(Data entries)

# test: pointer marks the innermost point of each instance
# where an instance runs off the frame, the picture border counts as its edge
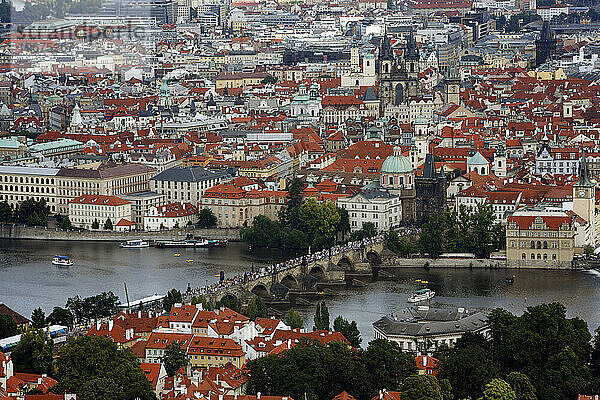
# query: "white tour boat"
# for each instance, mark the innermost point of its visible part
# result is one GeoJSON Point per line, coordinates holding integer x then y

==

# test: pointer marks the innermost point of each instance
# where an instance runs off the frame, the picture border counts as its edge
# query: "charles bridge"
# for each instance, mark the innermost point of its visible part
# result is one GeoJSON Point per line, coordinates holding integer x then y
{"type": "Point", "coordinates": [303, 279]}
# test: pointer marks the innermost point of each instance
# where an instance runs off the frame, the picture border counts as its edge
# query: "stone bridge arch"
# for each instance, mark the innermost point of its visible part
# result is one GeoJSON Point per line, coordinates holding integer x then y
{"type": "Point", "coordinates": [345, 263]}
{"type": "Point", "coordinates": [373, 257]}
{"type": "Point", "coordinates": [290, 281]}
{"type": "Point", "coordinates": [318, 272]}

EXERCISE BRIEF »
Read through the lines above and collect those that contain the string "bridge".

COMPLETED EXERCISE »
# query: "charles bridge"
# query: "stone bridge arch"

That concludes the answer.